Copy out, from the entries below, each line that holds the string "gothic".

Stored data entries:
Start of Block

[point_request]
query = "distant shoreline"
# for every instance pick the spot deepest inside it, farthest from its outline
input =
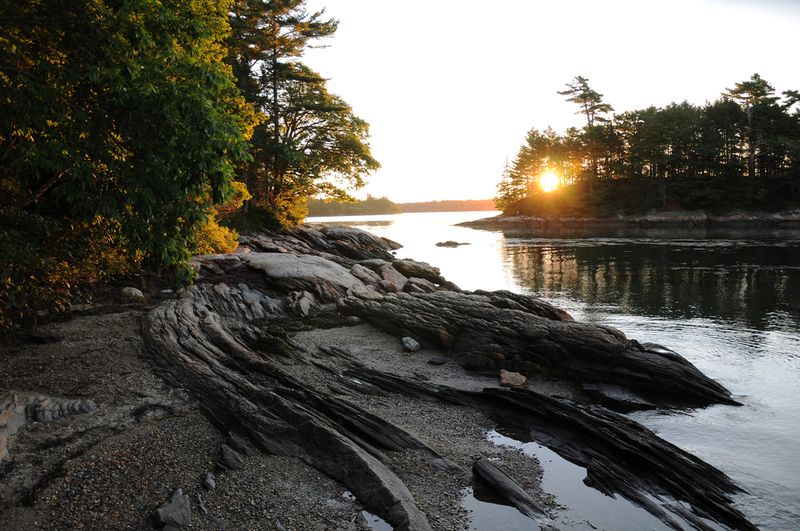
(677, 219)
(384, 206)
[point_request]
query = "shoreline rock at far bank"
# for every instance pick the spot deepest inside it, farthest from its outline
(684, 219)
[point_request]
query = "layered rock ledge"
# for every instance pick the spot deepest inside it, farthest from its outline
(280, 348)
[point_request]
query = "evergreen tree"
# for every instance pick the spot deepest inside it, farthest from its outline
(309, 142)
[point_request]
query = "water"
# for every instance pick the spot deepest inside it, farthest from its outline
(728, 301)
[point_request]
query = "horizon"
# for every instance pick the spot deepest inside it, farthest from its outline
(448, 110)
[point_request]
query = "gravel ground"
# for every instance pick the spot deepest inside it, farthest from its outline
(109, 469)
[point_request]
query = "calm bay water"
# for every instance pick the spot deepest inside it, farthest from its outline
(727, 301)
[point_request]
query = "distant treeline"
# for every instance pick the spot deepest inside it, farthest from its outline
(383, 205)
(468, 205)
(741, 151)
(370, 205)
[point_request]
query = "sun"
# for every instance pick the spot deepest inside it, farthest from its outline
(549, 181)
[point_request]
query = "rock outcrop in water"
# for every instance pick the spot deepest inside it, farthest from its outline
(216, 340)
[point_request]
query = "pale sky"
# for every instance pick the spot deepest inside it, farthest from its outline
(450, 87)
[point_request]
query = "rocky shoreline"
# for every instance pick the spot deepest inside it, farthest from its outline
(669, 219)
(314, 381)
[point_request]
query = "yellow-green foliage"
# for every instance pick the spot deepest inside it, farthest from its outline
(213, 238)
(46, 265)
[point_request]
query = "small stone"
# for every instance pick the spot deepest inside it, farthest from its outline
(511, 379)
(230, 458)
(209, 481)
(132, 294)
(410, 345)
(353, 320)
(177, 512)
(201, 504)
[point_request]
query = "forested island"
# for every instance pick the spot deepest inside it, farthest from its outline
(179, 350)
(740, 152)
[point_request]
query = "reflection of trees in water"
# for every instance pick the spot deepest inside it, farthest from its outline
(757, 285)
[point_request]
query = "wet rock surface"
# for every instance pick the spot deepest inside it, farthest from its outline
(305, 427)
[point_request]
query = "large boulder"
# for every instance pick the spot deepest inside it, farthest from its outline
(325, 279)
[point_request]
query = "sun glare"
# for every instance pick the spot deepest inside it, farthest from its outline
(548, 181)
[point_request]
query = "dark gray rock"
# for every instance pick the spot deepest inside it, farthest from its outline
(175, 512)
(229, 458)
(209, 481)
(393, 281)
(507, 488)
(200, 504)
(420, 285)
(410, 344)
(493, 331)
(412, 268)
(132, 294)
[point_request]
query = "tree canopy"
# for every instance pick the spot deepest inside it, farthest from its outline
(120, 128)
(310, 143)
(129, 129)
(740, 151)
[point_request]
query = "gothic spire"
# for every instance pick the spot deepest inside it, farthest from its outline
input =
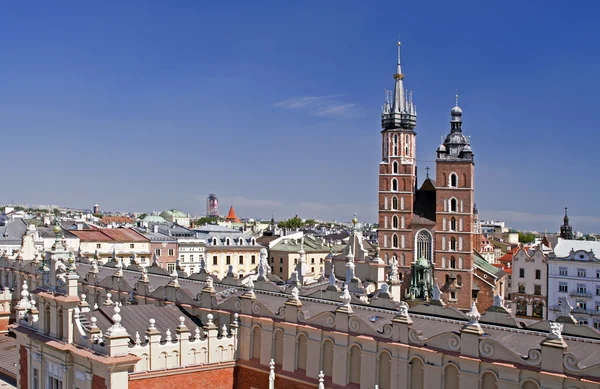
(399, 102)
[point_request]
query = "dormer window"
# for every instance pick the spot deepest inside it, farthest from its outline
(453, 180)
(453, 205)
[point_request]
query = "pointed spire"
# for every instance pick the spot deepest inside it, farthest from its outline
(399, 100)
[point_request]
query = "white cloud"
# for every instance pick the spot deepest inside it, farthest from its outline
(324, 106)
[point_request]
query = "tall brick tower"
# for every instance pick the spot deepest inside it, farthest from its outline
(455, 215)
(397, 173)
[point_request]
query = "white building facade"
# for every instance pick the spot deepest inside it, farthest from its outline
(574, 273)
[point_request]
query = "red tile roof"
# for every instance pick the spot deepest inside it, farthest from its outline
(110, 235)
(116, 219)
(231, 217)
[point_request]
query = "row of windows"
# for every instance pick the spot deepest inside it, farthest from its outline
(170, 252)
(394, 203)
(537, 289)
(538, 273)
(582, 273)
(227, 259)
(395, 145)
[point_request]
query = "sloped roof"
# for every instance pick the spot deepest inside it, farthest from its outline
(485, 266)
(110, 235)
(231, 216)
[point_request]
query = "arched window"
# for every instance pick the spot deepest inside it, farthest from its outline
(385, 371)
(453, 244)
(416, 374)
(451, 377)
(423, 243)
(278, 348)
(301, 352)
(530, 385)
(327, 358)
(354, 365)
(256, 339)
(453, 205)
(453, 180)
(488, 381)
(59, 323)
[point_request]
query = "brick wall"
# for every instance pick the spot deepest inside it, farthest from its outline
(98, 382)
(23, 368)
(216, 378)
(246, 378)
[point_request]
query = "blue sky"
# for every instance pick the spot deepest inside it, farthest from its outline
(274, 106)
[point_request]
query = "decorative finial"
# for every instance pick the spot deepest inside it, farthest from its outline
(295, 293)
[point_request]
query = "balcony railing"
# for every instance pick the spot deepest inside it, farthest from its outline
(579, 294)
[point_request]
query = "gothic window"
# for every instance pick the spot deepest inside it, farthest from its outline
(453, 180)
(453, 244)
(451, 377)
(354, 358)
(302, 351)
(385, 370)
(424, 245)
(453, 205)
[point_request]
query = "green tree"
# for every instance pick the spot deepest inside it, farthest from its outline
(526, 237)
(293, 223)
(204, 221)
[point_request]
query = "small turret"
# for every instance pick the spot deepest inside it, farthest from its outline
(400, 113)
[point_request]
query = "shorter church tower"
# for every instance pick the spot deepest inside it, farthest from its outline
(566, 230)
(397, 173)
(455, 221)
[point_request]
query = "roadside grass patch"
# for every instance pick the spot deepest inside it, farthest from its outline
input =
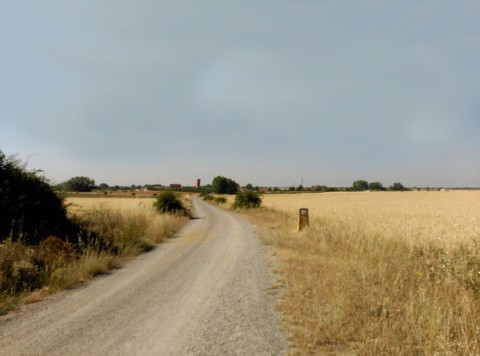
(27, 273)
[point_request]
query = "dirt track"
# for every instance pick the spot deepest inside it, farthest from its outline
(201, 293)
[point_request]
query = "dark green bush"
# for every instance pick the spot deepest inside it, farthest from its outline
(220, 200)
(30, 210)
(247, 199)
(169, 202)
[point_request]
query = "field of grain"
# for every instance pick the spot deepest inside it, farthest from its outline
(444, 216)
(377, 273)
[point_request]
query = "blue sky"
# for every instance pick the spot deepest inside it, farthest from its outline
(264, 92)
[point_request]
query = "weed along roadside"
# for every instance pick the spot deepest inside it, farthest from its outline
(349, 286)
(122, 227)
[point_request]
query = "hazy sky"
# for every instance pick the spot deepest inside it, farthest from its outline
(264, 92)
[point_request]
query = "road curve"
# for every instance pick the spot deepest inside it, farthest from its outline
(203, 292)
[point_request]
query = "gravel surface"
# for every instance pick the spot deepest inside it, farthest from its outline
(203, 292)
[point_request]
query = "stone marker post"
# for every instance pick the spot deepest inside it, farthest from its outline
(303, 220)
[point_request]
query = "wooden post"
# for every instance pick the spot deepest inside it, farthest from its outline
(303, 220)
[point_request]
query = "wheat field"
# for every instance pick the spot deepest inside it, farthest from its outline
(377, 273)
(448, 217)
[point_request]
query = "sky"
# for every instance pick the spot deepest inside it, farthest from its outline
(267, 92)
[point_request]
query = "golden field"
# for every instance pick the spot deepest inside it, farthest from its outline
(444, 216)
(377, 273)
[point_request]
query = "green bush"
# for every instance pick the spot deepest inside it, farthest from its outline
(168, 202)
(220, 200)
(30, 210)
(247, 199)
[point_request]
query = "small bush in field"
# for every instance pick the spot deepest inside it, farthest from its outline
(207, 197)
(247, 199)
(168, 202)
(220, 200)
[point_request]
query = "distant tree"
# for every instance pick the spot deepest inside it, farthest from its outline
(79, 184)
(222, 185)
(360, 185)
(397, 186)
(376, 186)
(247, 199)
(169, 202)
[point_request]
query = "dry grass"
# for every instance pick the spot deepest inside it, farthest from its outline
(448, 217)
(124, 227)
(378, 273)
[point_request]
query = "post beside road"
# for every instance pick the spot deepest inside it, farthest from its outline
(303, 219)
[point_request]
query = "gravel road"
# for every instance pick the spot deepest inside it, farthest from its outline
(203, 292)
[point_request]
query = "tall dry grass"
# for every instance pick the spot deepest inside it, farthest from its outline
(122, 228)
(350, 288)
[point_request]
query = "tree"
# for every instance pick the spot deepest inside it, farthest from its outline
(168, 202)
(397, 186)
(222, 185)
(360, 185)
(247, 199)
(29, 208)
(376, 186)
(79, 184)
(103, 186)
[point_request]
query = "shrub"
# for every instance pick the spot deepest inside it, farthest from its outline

End of Block

## Solution
query = "gothic spire"
query = "gothic window"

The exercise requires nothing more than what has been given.